The various agencies that may have a role to play - Gardaˇ or PSNI, Health 
Boards or Health and Social Services Boards, and those who have responsibility 
in the particular context in which the abuse occurred may all need to know 
and, so far as possible, work together.

The second flaw was that professional opinion in the past was more optimistic 
about the prospect for successful treatment of paedophiles than it is today: 
'This led many of those treating paedophilia to believe that paedophiles 
could be returned to their environment with minimal or no risk of repeating 
their behaviour'. While the advice of professionals in this area is to be 
valued and taken with the greatest seriousness, it is necessary to remain 
acutely aware that knowledge in this area is still developing.

5. Discerning the Questions
Unfortunately, one of the most overwhelming lessons that we have learned is 
how much we still need to learn. Many of the questions cannot be addressed 
and responded to by bishops or by Church bodies alone. They can only be 
addressed if we as a society address them together.

a) The question about what happens to those, whether priests, religious or 
laypeople, who have sexually abused children after the civil authorities 
have dealt with the complaint is one for the whole community. It might be 
tempting just to wish that offenders, having been convicted and served a 
prison sentence, would simply vanish. That is failing to face the issue.

> **Supplied data**:
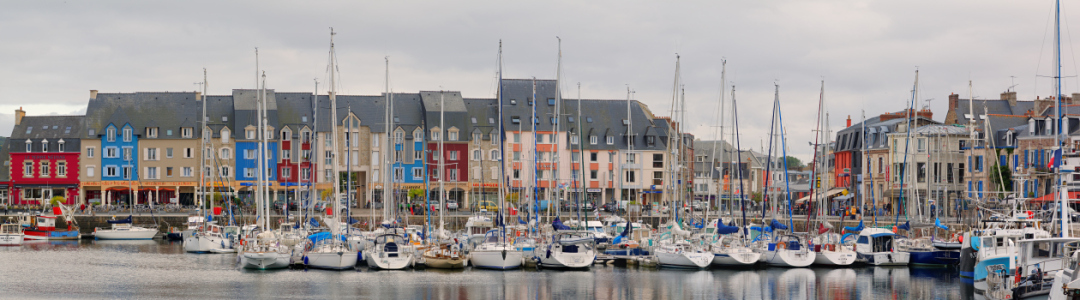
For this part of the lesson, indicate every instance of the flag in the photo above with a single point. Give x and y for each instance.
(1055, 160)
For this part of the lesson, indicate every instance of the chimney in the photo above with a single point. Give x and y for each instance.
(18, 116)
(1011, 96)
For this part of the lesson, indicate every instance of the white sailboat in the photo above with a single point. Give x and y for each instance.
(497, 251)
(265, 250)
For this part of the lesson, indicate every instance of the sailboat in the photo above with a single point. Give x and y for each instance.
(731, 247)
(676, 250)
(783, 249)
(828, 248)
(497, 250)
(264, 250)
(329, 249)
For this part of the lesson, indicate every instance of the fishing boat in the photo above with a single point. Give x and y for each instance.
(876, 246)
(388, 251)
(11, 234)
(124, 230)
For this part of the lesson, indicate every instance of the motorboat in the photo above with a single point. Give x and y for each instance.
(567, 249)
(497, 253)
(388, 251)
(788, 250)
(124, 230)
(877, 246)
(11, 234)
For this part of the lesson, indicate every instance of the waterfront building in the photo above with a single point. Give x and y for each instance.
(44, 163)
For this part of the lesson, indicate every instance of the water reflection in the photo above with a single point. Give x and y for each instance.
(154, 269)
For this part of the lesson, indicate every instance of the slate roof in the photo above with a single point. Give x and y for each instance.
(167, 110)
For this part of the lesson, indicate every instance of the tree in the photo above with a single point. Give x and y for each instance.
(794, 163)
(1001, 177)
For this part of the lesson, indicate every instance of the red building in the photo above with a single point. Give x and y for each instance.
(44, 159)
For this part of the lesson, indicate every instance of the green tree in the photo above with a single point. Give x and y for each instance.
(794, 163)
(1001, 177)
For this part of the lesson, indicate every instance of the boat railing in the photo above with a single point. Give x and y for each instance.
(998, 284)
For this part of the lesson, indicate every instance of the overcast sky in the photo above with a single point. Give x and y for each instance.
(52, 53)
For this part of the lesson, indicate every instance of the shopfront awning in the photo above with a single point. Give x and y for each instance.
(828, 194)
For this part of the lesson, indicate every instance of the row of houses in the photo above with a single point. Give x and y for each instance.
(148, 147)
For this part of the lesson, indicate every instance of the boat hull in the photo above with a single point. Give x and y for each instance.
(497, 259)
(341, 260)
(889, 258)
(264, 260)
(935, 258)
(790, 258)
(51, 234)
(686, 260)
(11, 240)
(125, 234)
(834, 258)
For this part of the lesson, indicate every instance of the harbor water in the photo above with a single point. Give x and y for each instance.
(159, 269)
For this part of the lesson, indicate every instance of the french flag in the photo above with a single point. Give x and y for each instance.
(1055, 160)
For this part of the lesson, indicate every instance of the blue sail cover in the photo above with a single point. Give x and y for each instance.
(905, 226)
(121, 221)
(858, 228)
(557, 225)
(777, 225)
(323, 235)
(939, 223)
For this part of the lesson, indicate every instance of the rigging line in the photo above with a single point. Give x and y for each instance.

> **Required work**:
1 - According to the extract on child abuse and the Church, what was professional opinion in the past more optimistic about than it is today?
2 - Summarize the extract on child abuse and the Church in two sentences.
3 - Carry on the extract on child abuse and the Church from the point where it stops.

> **Per-task outputs**:
1 - The prospect for successful treatment of paedophiles.

2 - The extract says that past professional opinion was more optimistic than today's about treating paedophiles, so expert advice should be taken very seriously while remembering that knowledge in this area is still developing. It adds that many questions cannot be answered by bishops or Church bodies alone, including what happens to abusers after the civil authorities have dealt with a complaint, and that society as a whole must face them.

3 -
Our society as a whole needs to ask what kind of circumstances, management,
 structures of answerability and support will best protect children, the 
community, and the offender, against the commission of further offences. 
Who in the community should know about his or her presence and whereabouts? 

b) It would be unrealistic to take refuge in some supposed ability of the 
Church, or even of the Garda Sioch na or PSNI, to monitor and supervise 
every moment of a released offender's life - or indeed to monitor a person 
who is under investigation or awaiting the outcome of a trial. It may be 
that some sort of support structure is at least as important as supervision 
in providing an effective safeguard. It might even be that the sense of 
being unremittingly monitored and mistrusted could make rehabilitation less 
likely and a released offender more dangerous. There is a great need for 
thorough research to provide a basis for seeking the social consensus 
necessary to deal realistically with this issue. It will be essential to 
evaluate the effectiveness of various preventive measures so that society 
can implement the best possible strategies to minimise the danger of abuse.
 
c) The lengthy period that may elapse between learning of an allegation 
and the outcome of a thorough criminal investigation raises particular 
problems. If a person has been made to stand aside, a promise that he or 
she may be reinstated should the case prove to be unsubstantiated becomes 
less and less credible as time goes by. After four or more years, which 
would not be unknown, it may have become extremely difficult for someone 
shown to be innocent to take up his or her life again. This is particularly 
true of a priest, given the public nature of his ministry.

d) Our experience shows that there are no obvious signs that characterise a 
child-abuser. A perpetrator is often the person one would least have suspected. 
There needs to be well-founded research about the causes and the warning 
signs of a predisposition towards child sexual abuse.8 Professions which 
give privileged access to children and which may, therefore, prove attractive 
to paedophiles, need to be especially careful in screening and monitoring 
candidates. This is a priority for the Church and is an important part of 
the child protection measures to which we are committed.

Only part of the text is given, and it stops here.